As if to demonstrate why a stewardship and governance code is so badly needed in the US, Snapchat’s IPO plan, designed to raise $3bn for the company, will only offer shares with no voting power (today’s FT). The Council of Institutional Investors has 'strongly urged' Snap to reconsider, while Calpers criticised Snap's ‘banana republic-style' approach.

Their concerns are well founded. 
If Snap is able to get away with this move, it would set a dangerous example to other companies looking to IPO.

If equity investors are handing over savers’ hard-earned cash for relatively risky securities (equity holders are bottom of the food chain if the company goes bust), surely they should have a say in how that company is managed so they can ensure it stands the best change of long-term corporate sustainability? Expecting investors to hand over $3bn on blind trust defies reason. The fact that Snap thinks it doesn’t have to give its capital contributors a say is a reflection of just how far out of whack corporate America has strayed.

While a simple boycott is one option open to those who invest actively, an IPO that values Snap at roughly $25bn will see it included in many index benchmarks. That means the growing number of passive investors will be blindly buying assets they have no hope of controlling or influencing.

The Investor Stewardship Group’s Framework for U.S. Stewardship and Governance can’t come soon enough. It’s a shame it will take another year to implement. It’s influence, and that of its heavyweight signatories, is needed now to help prevent a further deterioration of governance standards that could prove hard to reverse. And it will be the little man who loses out.

+++

### Stated exercise 1:
Reproduce the passage on Snap's IPO word for word, everything from "Their concerns are" down to "America has strayed.".
### Stated exercise 2:
Answer these questions using the passage on Snap's IPO:
(a) How much money is Snapchat's IPO plan designed to raise?
(b) Roughly what value would the IPO put on Snap?
(c) How long will it take to implement the Investor Stewardship Group's Framework for U.S. Stewardship and Governance?

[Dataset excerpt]
+++

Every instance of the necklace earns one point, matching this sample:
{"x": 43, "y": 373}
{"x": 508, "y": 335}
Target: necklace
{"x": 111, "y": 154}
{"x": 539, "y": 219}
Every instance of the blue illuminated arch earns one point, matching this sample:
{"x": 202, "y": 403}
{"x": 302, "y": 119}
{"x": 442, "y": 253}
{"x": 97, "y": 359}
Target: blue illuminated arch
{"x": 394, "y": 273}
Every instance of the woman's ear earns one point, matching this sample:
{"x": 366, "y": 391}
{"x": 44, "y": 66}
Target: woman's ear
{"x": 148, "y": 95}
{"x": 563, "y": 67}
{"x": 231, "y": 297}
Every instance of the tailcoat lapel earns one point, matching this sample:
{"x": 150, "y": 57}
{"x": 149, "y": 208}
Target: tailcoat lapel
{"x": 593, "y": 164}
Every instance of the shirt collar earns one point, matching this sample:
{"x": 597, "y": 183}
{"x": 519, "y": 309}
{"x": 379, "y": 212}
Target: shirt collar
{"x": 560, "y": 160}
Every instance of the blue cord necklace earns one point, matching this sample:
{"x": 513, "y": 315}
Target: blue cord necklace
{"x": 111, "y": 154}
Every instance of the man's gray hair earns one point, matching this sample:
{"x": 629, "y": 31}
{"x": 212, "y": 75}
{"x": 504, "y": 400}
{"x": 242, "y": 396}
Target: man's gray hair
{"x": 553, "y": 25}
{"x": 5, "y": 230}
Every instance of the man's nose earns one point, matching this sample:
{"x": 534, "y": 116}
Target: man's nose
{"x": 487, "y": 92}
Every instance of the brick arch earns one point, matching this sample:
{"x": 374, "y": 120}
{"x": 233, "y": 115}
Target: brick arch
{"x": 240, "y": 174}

+++

### Full solution 1:
Their concerns are well founded. 
If Snap is able to get away with this move, it would set a dangerous example to other companies looking to IPO.

If equity investors are handing over savers’ hard-earned cash for relatively risky securities (equity holders are bottom of the food chain if the company goes bust), surely they should have a say in how that company is managed so they can ensure it stands the best change of long-term corporate sustainability? Expecting investors to hand over $3bn on blind trust defies reason. The fact that Snap thinks it doesn’t have to give its capital contributors a say is a reflection of just how far out of whack corporate America has strayed.

### Full solution 2:
(a) $3bn
(b) About $25bn
(c) Another year